- Dataset -
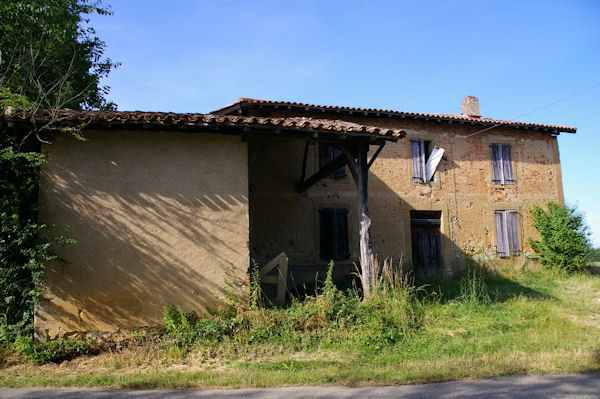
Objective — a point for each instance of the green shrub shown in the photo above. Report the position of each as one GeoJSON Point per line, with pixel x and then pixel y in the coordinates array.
{"type": "Point", "coordinates": [564, 237]}
{"type": "Point", "coordinates": [53, 351]}
{"type": "Point", "coordinates": [473, 285]}
{"type": "Point", "coordinates": [186, 328]}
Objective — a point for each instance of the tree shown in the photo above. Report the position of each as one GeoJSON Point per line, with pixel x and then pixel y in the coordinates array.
{"type": "Point", "coordinates": [49, 58]}
{"type": "Point", "coordinates": [564, 237]}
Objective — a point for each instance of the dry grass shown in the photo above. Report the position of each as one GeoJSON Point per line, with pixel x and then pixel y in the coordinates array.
{"type": "Point", "coordinates": [533, 323]}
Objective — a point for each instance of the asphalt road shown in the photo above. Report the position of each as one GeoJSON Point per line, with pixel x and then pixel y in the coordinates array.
{"type": "Point", "coordinates": [555, 386]}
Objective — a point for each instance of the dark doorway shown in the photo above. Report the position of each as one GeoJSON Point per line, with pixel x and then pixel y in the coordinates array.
{"type": "Point", "coordinates": [426, 241]}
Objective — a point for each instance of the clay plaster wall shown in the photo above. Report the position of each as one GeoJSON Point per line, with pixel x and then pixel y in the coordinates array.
{"type": "Point", "coordinates": [462, 190]}
{"type": "Point", "coordinates": [158, 218]}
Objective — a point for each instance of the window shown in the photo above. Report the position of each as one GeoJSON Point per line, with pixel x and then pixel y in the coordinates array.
{"type": "Point", "coordinates": [425, 160]}
{"type": "Point", "coordinates": [501, 164]}
{"type": "Point", "coordinates": [328, 154]}
{"type": "Point", "coordinates": [333, 226]}
{"type": "Point", "coordinates": [507, 233]}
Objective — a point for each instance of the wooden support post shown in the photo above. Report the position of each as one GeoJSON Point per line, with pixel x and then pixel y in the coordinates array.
{"type": "Point", "coordinates": [364, 219]}
{"type": "Point", "coordinates": [304, 159]}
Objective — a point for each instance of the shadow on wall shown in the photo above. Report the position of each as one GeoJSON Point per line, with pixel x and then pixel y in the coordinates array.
{"type": "Point", "coordinates": [149, 232]}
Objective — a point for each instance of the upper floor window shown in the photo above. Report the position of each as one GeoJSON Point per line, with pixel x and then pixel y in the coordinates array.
{"type": "Point", "coordinates": [328, 154]}
{"type": "Point", "coordinates": [425, 160]}
{"type": "Point", "coordinates": [507, 233]}
{"type": "Point", "coordinates": [501, 164]}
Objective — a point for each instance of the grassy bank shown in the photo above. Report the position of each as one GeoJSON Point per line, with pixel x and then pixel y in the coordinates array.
{"type": "Point", "coordinates": [485, 324]}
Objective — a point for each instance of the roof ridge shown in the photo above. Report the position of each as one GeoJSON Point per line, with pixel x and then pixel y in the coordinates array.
{"type": "Point", "coordinates": [418, 115]}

- Exercise -
An exact copy of every record above is required, with all pictures omitted.

- Written response -
Objective — a point for each instance of the green shrub shown in the photo above. Report the position of each as one GeoJSON Point per line, with pixel x and then pixel y in the coordinates array.
{"type": "Point", "coordinates": [564, 237]}
{"type": "Point", "coordinates": [53, 351]}
{"type": "Point", "coordinates": [473, 285]}
{"type": "Point", "coordinates": [186, 328]}
Objective — a point for each instance of the tree shown in the photo above. Report the position of each as one GeoJSON Point per line, with pixel x and then pixel y in the coordinates array.
{"type": "Point", "coordinates": [49, 58]}
{"type": "Point", "coordinates": [564, 237]}
Objective — a point for each instance of the dry grass shown in the photo above. Report the position of each as one GeoJSON Point per line, with pixel x and then pixel y in the coordinates array.
{"type": "Point", "coordinates": [533, 323]}
Objective — a point for each instance of the asphalt road shown in the photo above. Report the position of each as one GeoJSON Point per line, with pixel x and then pixel y in the coordinates array.
{"type": "Point", "coordinates": [555, 386]}
Objective — a point for each instance of the dark doorway shown in the photo above. Report the position of each as one GeoJSON Point per line, with pixel x and then pixel y in the coordinates array.
{"type": "Point", "coordinates": [426, 241]}
Objective — a point for each instance of the clay plaster wall shown in the photo above. Report the position of each as one GeoJSON Point per line, with pixel x and then pixel y in the coordinates array.
{"type": "Point", "coordinates": [462, 190]}
{"type": "Point", "coordinates": [158, 218]}
Objective — a point for each instance of the window shown in the photo above. Report the position of each as one GeoJSON Point per line, with pixel x and then pixel y in the coordinates array.
{"type": "Point", "coordinates": [425, 160]}
{"type": "Point", "coordinates": [501, 164]}
{"type": "Point", "coordinates": [328, 154]}
{"type": "Point", "coordinates": [333, 226]}
{"type": "Point", "coordinates": [507, 233]}
Objective — a point for each instance of the wooden support post shown in the photo above. Report the position of each as one GeoJSON Point per line, with pixel x and then pixel y in the coordinates array.
{"type": "Point", "coordinates": [364, 219]}
{"type": "Point", "coordinates": [304, 159]}
Objective — a point for each instance of the shadow on wall shown in the photo above. Report the position of each as one GeoJSON Point per line, with pixel x and then pixel y in the coordinates array.
{"type": "Point", "coordinates": [149, 232]}
Objective — a point for each instance of the upper floor window shown in the photo above. Report the position of each as one GeoJSON Point per line, with pixel x and then pixel y in the coordinates array.
{"type": "Point", "coordinates": [328, 154]}
{"type": "Point", "coordinates": [425, 160]}
{"type": "Point", "coordinates": [507, 233]}
{"type": "Point", "coordinates": [501, 164]}
Objective — a point for each instance of the grassy bank shown in the photo above. Report the position of each as one GeoJSON Point per line, with pixel x and then pixel y in the coordinates array.
{"type": "Point", "coordinates": [485, 324]}
Objective — a point for each instance of the roof ridge shown in the photo above. Report the position of each as one GeoJSON Point per line, with pixel x and then pixel y in the coordinates array.
{"type": "Point", "coordinates": [418, 115]}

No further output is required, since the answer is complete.